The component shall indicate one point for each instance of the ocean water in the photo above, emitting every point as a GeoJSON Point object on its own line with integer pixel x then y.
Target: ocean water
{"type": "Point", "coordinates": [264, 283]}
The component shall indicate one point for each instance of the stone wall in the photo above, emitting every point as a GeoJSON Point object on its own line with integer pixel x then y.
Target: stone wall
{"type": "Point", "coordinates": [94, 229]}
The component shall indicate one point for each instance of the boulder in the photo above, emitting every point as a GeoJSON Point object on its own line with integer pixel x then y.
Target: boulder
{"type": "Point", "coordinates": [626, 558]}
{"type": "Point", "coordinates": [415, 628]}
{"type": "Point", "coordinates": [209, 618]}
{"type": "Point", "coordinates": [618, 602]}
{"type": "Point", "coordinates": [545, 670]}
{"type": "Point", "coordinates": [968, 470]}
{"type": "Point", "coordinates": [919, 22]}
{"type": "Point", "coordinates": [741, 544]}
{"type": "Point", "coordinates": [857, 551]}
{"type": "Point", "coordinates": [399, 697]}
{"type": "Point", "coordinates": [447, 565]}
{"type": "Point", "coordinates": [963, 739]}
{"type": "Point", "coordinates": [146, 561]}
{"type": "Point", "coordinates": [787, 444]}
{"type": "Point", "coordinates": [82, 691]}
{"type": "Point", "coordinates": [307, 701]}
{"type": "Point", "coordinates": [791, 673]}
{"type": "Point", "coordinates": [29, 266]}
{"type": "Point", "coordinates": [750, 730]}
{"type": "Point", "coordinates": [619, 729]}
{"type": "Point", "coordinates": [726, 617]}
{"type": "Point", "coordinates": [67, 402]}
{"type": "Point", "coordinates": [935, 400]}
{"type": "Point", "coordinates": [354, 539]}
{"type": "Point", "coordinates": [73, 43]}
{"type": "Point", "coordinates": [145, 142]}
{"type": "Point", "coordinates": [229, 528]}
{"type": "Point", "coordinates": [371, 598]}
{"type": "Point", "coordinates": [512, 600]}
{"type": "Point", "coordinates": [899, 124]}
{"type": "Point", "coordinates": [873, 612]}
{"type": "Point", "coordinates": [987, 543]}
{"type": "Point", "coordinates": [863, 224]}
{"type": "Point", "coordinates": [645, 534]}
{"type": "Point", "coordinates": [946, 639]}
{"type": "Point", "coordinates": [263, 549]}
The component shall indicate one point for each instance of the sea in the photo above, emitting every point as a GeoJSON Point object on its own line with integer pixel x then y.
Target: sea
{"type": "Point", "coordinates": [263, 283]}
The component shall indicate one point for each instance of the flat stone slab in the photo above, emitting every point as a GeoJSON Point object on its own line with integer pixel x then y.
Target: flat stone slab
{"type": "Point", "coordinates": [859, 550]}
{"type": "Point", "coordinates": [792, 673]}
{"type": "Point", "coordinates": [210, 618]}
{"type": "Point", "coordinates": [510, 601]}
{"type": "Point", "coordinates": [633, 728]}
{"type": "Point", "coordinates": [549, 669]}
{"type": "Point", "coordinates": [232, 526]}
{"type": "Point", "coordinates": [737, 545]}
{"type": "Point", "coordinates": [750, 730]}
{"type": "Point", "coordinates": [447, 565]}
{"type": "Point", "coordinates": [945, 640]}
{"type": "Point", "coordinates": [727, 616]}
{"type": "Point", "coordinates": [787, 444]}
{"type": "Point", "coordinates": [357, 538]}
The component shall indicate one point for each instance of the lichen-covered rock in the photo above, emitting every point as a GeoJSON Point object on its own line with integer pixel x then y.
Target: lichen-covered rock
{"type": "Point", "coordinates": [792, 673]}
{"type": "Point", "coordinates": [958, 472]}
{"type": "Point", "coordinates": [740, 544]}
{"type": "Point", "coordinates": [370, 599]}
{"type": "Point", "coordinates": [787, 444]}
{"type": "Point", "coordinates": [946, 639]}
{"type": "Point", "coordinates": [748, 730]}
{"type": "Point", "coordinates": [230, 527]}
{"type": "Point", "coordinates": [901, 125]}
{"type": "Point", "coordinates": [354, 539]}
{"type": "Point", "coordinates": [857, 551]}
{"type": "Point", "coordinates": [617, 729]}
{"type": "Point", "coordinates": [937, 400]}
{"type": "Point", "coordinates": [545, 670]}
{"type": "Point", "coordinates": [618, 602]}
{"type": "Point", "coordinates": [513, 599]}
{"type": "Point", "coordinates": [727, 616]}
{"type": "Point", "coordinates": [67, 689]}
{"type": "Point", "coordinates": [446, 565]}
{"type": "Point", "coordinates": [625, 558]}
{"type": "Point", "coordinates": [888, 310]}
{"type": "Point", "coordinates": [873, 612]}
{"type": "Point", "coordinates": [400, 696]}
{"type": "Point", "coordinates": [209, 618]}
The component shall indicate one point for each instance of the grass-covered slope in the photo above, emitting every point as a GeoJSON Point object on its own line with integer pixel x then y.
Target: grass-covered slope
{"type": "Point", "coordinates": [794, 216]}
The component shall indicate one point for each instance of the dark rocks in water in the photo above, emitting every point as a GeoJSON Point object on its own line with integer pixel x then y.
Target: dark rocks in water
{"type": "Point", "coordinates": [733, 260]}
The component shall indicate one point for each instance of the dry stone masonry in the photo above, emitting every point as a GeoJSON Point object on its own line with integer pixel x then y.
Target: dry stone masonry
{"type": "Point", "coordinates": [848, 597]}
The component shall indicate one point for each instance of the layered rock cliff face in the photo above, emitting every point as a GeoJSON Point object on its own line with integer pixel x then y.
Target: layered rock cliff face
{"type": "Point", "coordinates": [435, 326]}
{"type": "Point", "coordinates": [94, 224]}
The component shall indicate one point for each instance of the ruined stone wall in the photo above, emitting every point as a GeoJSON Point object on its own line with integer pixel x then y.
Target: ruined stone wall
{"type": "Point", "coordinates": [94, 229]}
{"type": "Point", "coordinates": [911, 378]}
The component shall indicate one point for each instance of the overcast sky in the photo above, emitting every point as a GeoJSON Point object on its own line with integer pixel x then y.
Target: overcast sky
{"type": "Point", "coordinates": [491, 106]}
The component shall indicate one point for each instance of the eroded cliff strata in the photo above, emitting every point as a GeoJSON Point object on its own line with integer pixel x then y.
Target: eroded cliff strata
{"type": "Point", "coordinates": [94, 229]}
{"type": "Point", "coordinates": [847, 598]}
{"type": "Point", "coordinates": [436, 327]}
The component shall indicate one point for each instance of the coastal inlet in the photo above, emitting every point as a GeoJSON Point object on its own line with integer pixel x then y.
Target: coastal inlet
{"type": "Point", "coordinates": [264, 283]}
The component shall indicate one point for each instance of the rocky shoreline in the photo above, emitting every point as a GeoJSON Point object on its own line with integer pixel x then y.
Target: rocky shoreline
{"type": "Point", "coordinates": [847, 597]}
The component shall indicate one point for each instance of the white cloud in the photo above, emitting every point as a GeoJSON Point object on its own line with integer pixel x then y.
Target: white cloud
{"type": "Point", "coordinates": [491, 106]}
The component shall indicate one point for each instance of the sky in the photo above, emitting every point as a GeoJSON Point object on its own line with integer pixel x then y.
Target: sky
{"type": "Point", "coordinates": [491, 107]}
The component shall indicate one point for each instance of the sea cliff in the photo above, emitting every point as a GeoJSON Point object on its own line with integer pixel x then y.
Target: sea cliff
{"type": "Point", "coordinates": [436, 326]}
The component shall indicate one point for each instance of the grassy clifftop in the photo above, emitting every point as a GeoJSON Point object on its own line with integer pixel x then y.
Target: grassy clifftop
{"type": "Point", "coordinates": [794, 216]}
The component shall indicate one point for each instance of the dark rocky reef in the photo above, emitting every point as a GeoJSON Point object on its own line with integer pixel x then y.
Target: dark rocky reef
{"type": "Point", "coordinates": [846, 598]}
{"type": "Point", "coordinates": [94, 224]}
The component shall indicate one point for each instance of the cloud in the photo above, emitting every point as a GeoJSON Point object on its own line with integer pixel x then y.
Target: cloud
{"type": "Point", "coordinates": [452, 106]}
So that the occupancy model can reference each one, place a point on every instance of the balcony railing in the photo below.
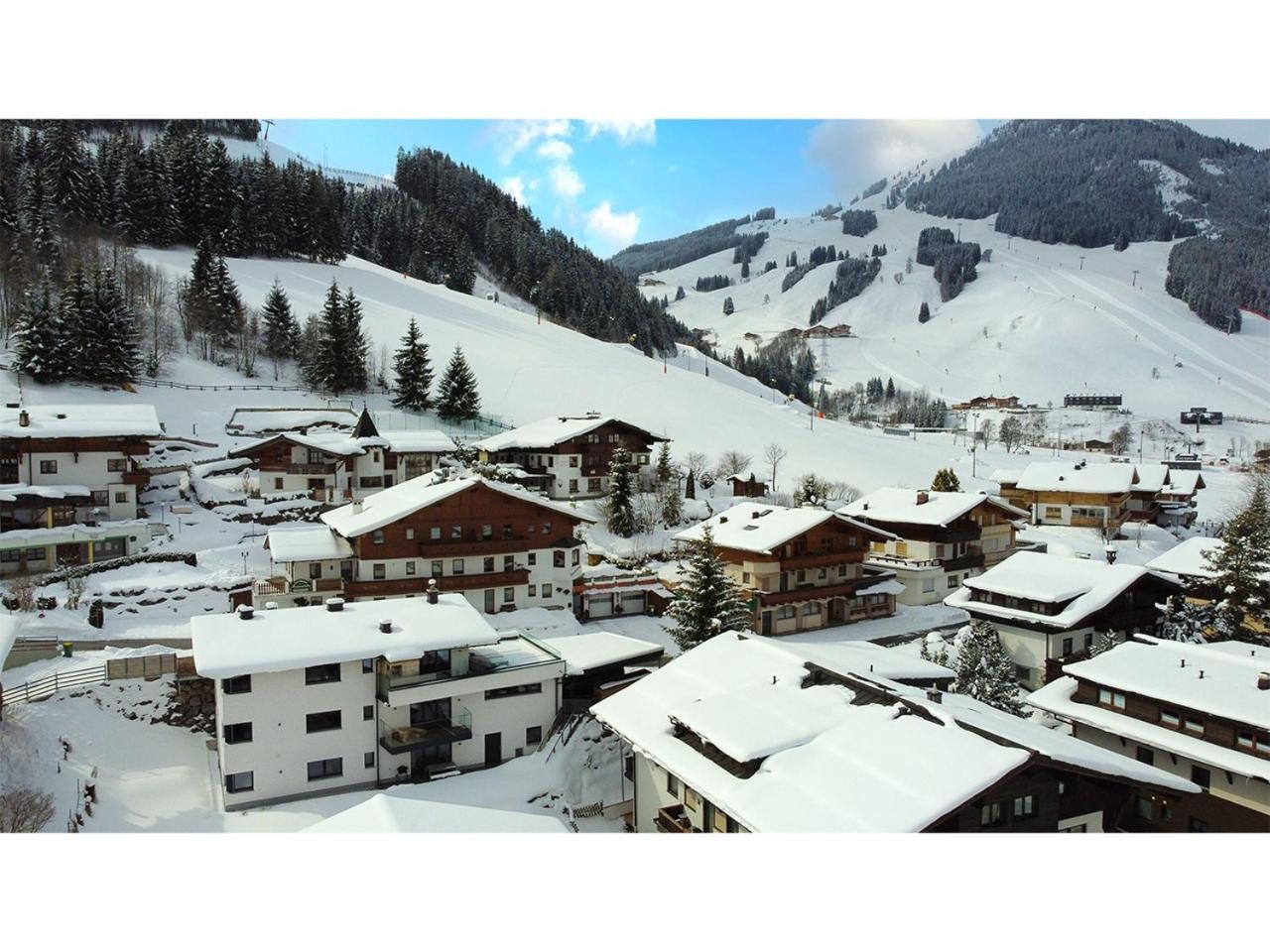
(443, 730)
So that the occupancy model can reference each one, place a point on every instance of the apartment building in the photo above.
(1092, 495)
(1201, 712)
(336, 697)
(568, 457)
(802, 567)
(70, 481)
(499, 546)
(1051, 608)
(749, 735)
(940, 538)
(336, 466)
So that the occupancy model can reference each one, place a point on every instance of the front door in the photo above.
(493, 749)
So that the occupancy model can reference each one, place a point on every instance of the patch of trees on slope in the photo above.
(1083, 182)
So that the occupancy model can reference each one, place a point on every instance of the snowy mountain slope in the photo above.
(529, 371)
(1038, 322)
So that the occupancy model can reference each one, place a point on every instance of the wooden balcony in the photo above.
(674, 819)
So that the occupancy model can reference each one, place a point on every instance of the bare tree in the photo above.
(26, 810)
(733, 462)
(772, 454)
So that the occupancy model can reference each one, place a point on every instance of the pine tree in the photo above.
(984, 669)
(707, 601)
(413, 372)
(619, 508)
(280, 326)
(665, 470)
(945, 481)
(456, 395)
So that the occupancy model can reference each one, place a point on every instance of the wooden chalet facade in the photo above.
(568, 457)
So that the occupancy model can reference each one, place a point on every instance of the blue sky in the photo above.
(615, 181)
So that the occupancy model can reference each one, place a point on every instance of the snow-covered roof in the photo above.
(1057, 698)
(1084, 584)
(8, 636)
(828, 765)
(286, 639)
(405, 811)
(550, 431)
(902, 506)
(762, 527)
(1078, 477)
(62, 420)
(12, 492)
(412, 495)
(305, 543)
(1222, 683)
(598, 649)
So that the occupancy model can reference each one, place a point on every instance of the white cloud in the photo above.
(857, 153)
(626, 131)
(515, 136)
(566, 181)
(612, 227)
(515, 186)
(556, 149)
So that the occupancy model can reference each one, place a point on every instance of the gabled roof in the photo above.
(80, 420)
(829, 758)
(543, 434)
(761, 527)
(1082, 585)
(412, 495)
(901, 506)
(289, 639)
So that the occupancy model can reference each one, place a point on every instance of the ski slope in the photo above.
(1039, 322)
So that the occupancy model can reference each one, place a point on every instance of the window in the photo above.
(325, 770)
(1110, 698)
(238, 733)
(321, 674)
(515, 690)
(322, 721)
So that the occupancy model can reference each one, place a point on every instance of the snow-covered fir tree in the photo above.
(457, 398)
(706, 601)
(281, 329)
(413, 372)
(984, 669)
(620, 506)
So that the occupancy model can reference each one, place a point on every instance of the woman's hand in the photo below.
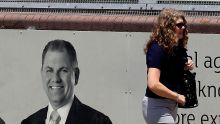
(181, 99)
(189, 65)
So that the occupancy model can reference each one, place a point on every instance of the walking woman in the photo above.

⁂

Go to the line containing "ski slope in the photo above." and set it down, along with every later line through the last one, exactly as written and without the pictures.

The answer:
So that the occupancy model can reference each one, place a point on every instance of the ski slope in the photo above.
(1039, 322)
So that the occupancy model can reference each one, place a point on every instance of the window in the photo above.
(325, 770)
(1110, 698)
(238, 733)
(321, 674)
(515, 690)
(322, 721)
So that the occupancy model can reference each one, place a point on every instance of the snow-covered fir tree in the photo above.
(457, 398)
(706, 601)
(281, 329)
(413, 372)
(984, 669)
(620, 506)
So that the occupancy model can reference each one, place a point on every instance of the woman's hand in the photo below.
(181, 99)
(189, 65)
So that the occupancy model can reference each one, place a point on every instance of the walking woman in the photo above.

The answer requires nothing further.